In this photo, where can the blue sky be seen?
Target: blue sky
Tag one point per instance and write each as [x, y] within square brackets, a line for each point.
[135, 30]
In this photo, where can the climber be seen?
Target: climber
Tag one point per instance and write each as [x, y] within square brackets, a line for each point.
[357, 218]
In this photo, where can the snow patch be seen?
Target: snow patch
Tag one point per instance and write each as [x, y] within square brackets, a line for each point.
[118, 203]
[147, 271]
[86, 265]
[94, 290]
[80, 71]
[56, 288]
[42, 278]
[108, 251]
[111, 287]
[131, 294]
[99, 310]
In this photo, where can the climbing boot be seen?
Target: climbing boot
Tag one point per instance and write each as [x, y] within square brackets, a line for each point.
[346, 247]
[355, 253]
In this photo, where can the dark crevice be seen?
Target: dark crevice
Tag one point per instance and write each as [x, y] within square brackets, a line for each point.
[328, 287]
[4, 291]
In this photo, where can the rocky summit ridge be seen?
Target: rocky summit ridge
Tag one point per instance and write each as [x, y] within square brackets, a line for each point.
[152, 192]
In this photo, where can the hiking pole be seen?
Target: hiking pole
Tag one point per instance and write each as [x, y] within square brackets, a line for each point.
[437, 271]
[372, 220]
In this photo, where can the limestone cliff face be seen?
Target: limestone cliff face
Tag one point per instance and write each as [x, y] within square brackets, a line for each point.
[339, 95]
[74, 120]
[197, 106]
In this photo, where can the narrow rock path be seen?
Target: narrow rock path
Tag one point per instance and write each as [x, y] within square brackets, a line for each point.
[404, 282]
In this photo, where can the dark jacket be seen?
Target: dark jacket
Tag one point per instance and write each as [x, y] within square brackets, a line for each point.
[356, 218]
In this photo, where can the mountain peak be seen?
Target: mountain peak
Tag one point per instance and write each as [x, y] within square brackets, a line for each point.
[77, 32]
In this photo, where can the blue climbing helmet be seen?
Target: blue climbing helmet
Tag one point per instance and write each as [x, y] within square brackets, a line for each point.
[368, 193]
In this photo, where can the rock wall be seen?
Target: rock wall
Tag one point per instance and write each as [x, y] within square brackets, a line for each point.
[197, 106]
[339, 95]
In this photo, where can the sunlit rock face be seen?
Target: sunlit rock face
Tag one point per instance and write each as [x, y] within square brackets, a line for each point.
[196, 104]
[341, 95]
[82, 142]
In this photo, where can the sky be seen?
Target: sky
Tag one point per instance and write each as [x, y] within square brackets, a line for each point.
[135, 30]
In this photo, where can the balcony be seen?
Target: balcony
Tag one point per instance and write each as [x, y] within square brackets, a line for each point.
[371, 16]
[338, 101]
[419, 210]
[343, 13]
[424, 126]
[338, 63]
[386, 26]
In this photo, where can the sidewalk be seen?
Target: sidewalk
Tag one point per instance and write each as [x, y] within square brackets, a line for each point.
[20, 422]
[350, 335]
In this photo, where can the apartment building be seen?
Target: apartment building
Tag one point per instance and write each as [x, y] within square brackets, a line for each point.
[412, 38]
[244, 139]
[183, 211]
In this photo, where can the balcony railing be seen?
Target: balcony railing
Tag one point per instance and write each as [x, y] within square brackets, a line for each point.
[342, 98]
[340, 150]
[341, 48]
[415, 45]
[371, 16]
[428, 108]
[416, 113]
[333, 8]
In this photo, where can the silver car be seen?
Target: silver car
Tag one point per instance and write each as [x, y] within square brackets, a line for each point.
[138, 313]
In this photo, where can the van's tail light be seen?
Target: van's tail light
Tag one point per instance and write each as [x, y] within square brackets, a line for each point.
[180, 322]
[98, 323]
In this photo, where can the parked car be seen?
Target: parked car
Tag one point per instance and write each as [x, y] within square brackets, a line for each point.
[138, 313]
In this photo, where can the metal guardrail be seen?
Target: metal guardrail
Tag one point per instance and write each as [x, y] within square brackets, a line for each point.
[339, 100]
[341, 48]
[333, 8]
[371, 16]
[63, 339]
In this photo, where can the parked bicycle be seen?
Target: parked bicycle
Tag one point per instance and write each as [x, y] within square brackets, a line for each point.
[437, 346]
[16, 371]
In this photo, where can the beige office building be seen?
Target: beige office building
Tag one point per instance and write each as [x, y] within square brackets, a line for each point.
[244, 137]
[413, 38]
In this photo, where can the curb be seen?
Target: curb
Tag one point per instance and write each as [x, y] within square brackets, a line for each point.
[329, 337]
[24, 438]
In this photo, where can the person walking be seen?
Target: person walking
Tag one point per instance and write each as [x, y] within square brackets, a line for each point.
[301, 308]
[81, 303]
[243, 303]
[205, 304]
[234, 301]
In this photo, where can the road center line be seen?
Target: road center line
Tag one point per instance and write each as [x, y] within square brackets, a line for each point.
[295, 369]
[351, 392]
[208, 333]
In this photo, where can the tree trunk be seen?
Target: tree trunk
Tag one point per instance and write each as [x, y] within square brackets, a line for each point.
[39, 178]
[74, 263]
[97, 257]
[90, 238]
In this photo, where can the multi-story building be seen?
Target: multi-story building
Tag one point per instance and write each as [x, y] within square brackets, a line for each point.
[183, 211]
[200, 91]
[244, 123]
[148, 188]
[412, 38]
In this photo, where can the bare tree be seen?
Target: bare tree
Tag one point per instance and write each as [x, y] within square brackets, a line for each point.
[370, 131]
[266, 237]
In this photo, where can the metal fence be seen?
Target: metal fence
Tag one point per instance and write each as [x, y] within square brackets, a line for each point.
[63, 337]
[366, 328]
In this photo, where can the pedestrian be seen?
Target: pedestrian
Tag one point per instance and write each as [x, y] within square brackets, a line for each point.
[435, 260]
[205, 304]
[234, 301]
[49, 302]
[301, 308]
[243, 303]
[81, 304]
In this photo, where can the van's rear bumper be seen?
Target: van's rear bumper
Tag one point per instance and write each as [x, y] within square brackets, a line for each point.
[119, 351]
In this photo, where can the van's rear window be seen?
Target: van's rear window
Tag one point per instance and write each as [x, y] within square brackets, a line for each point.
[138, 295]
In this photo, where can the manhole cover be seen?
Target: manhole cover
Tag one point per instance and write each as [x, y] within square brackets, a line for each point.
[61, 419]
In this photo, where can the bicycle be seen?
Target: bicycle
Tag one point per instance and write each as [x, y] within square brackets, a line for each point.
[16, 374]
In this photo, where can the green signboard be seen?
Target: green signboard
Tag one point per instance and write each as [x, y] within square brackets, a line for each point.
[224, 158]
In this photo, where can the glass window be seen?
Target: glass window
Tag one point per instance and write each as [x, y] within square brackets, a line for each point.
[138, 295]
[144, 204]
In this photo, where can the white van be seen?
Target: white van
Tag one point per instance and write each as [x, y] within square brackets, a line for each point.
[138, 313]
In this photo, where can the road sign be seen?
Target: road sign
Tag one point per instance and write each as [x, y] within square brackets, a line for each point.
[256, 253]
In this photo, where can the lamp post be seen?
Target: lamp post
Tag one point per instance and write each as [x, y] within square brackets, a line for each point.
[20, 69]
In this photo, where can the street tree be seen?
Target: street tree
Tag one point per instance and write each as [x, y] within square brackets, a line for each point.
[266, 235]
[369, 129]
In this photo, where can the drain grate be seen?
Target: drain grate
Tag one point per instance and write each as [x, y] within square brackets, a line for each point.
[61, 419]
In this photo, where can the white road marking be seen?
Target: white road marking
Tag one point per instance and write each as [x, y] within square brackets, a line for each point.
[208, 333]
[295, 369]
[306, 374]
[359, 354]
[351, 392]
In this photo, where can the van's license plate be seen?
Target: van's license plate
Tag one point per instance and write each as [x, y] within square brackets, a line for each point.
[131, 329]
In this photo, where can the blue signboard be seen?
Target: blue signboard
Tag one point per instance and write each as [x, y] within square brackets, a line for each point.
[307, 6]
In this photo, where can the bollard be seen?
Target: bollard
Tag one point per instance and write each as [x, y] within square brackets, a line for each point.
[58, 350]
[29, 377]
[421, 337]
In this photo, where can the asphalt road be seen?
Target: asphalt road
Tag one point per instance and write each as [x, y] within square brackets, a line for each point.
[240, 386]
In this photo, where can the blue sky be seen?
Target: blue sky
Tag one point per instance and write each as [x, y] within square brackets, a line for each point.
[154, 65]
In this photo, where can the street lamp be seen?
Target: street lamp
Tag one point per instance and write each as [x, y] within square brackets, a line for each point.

Exercise prompt ▸ Exactly and only the lines from the line containing "In this photo, where can the lamp" through the last line of the entries should be copied, both ends included.

The completed task ▸
In this photo, where can the lamp post be seen?
Target: lamp post
Tag one point per instance and write each as [x, y] within square brackets, a line for each point.
[20, 69]
In this photo, where can the street tree be seen?
Target: street tree
Tag one point per instance and write each as [x, y] within square brackets, a line for each point.
[266, 235]
[369, 129]
In this photo, where can the drain grate be seen?
Target: drain grate
Tag one point per instance and write each as [x, y] within square brackets, a line for each point.
[61, 419]
In this photo, where can the white road marking be seen?
Target: white road marking
Tag one point per instance and write each as [x, y] within square brackets, a line for each point.
[208, 333]
[295, 369]
[306, 374]
[359, 354]
[351, 392]
In this photo, where can the van's license plate be seen?
Target: van's license plate
Tag one point per instance and write each as [x, y] within square brackets, a line for each point.
[131, 329]
In this photo, where can the blue signboard be seen?
Target: blue signboard
Tag one point per instance and write each as [x, y] within square brackets, a line for each point.
[307, 6]
In this photo, where can the bollard be seen?
Target: bollard
Tag one point per instance and write each as [x, y] within square brackets, a line for each point.
[58, 350]
[29, 377]
[421, 337]
In this photo, where can the asphalt road be seen?
Target: asphalt road
Tag one point per instance and write each as [x, y] within square brackets, a line for each point.
[240, 386]
In this photo, where can the blue sky be seen?
Target: blue sky
Tag one point per instance and write each as [x, y] within square brackets, a line for each point.
[154, 65]
In this photo, where can the street lamp be seen?
Target: street lamp
Tag one point per instance and write each as [x, y] within square brackets, a line for each point.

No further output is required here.